#### [PROVIDED RECORDS]
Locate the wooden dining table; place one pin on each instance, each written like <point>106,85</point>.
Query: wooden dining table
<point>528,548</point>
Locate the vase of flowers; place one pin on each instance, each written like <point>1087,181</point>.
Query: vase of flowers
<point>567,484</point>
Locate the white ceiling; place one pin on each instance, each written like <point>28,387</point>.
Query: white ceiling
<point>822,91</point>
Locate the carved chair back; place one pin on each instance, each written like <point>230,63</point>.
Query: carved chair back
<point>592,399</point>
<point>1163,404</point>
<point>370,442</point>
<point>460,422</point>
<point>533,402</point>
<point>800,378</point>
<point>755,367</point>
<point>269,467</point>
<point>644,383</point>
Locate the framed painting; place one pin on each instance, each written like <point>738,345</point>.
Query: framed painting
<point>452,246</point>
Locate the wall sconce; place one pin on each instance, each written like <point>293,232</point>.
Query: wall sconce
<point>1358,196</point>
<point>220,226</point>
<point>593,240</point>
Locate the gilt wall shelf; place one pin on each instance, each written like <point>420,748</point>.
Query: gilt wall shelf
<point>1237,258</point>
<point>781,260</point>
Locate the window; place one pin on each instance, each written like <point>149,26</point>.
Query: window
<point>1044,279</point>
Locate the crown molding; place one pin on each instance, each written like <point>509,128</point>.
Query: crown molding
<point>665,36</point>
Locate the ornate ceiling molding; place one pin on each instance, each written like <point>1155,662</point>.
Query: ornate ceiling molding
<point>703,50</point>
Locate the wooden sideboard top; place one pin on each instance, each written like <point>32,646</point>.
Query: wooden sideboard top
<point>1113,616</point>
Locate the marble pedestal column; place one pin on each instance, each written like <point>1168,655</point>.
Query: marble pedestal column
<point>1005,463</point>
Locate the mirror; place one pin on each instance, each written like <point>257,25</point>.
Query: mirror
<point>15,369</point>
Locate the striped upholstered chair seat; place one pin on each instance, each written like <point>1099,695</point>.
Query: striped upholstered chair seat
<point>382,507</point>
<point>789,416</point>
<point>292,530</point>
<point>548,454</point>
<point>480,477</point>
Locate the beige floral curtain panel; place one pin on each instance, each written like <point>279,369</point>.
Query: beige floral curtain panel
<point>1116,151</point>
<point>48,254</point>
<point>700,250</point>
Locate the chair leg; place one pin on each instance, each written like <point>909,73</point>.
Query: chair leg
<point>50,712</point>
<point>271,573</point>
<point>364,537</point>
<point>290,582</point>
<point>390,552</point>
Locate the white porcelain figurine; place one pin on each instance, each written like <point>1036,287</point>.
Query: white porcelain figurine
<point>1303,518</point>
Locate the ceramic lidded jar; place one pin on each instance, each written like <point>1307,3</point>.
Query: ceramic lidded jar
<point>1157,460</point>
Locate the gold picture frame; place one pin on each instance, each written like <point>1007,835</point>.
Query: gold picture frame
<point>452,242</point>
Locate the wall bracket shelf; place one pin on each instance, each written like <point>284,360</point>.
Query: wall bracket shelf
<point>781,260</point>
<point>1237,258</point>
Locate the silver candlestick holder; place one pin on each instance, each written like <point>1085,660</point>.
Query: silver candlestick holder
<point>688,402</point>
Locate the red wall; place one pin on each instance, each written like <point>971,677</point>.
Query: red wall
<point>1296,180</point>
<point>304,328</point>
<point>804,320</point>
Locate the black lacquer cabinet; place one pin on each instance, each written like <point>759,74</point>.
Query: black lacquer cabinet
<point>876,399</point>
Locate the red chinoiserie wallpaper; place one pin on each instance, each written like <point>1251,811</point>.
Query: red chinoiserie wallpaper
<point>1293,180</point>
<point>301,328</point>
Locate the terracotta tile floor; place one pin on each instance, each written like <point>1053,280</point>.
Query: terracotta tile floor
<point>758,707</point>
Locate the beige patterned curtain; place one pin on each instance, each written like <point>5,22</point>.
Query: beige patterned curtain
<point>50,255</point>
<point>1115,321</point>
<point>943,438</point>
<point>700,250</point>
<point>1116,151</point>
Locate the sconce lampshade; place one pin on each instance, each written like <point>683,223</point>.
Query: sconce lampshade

#### [WORK ORDER]
Nothing is to be left out when the listing is copied, and every line must match exactly.

#### [ANSWER SPACE]
Locate the wooden dining table; place one pin on each instance, each written like <point>106,85</point>.
Query: wooden dining table
<point>528,548</point>
Locate the vase of flowers; place one pin on each instance, each written like <point>1087,181</point>.
Query: vase of flowers
<point>567,484</point>
Locate the white ceiling; place one pin on each instance, each written like <point>28,387</point>.
Query: white ceiling
<point>822,91</point>
Locate the carved chair back; place one pin on each instance, each written like <point>230,63</point>.
Query: carved chair back
<point>592,399</point>
<point>1163,404</point>
<point>370,442</point>
<point>460,422</point>
<point>533,402</point>
<point>800,378</point>
<point>755,367</point>
<point>269,467</point>
<point>644,383</point>
Locate the framed painting; place one pin on each instance, each written like <point>738,345</point>.
Query: framed painting
<point>452,246</point>
Locate the wall sconce; place one pin on each instance, each written like <point>293,232</point>.
Query: wall sconce
<point>1358,196</point>
<point>220,226</point>
<point>593,240</point>
Locate the gilt wall shelf; place one pin on each instance, each written like <point>420,748</point>.
Query: gilt wall shelf
<point>1237,258</point>
<point>781,260</point>
Locate the window; place one pin on each instance, each written like <point>149,26</point>.
Query: window
<point>1044,279</point>
Locate the crown molding; place one pin on each instance, each written like <point>509,128</point>.
Query: crown molding
<point>665,36</point>
Locate the ornate ceiling molding; place one pin on each instance, each written like <point>1155,662</point>.
Query: ornate ceiling molding
<point>703,50</point>
Locate the wooden sideboard top; place one pin on each instance, each written like <point>32,646</point>.
Query: wooden sideboard top
<point>1113,616</point>
Locate the marble pedestal column; place one pin on each instance, each written like <point>1168,655</point>.
Query: marble pedestal column
<point>1005,463</point>
Locate the mirror; place one pin on each instance, each written like <point>257,25</point>.
Query: mirror
<point>15,369</point>
Locate the striped upholstered chair seat; place one pin on each instance, each written like <point>1099,695</point>.
Query: striped upholstered chair seat
<point>382,507</point>
<point>789,416</point>
<point>292,530</point>
<point>548,454</point>
<point>480,477</point>
Locate the beige floral curtain panel; place one pin on each instance, each written like <point>279,369</point>.
Query: beige floral curtain panel
<point>1116,151</point>
<point>48,254</point>
<point>700,250</point>
Locate the chair leg; place one pin on each instance, each written like <point>909,73</point>.
Query: chair leg
<point>50,712</point>
<point>271,573</point>
<point>364,537</point>
<point>290,582</point>
<point>390,552</point>
Locate the white porcelain figurine; place one pin on each instance, each written like <point>1036,287</point>.
Query: white porcelain figurine
<point>1303,518</point>
Locate the ceramic lidded jar; place one pin on each instance, each written like <point>1307,3</point>.
Query: ceramic lidded jar
<point>1157,460</point>
Locate the gold picture frame; place one pin on each instance, each written like <point>1007,835</point>.
Query: gold picture frame
<point>452,242</point>
Locate the wall bracket shelf; place one pin on each instance, each written like <point>284,360</point>.
Query: wall bracket shelf
<point>781,260</point>
<point>1237,258</point>
Locate the silver candlestick holder; place one pin on each instance, each written like <point>1085,660</point>.
Query: silver candlestick holder
<point>688,402</point>
Locate the red wall; place one pin on each instance, each written like <point>971,677</point>.
Query: red wall
<point>1296,180</point>
<point>304,328</point>
<point>804,320</point>
Locate the black lacquer cabinet; place one pin on each instance, each written like <point>759,74</point>.
Query: black lacquer cabinet
<point>876,399</point>
Locate the red chinoiserie wallpaper; place one pin on each instance, each written like <point>1251,811</point>.
Query: red chinoiserie wallpaper
<point>1293,180</point>
<point>301,328</point>
Locate the terracotta tile floor; place one pin on each instance, each written like <point>1053,280</point>.
Query: terracotta tile floor
<point>758,707</point>
Locate the beige patterned curtain; place one pin on each instance, each written like <point>5,22</point>.
Query: beige patterned curtain
<point>50,255</point>
<point>1115,321</point>
<point>943,438</point>
<point>700,250</point>
<point>1116,151</point>
Locate the sconce lampshade; place one pin on each instance, each written like <point>683,223</point>.
Query: sconce lampshade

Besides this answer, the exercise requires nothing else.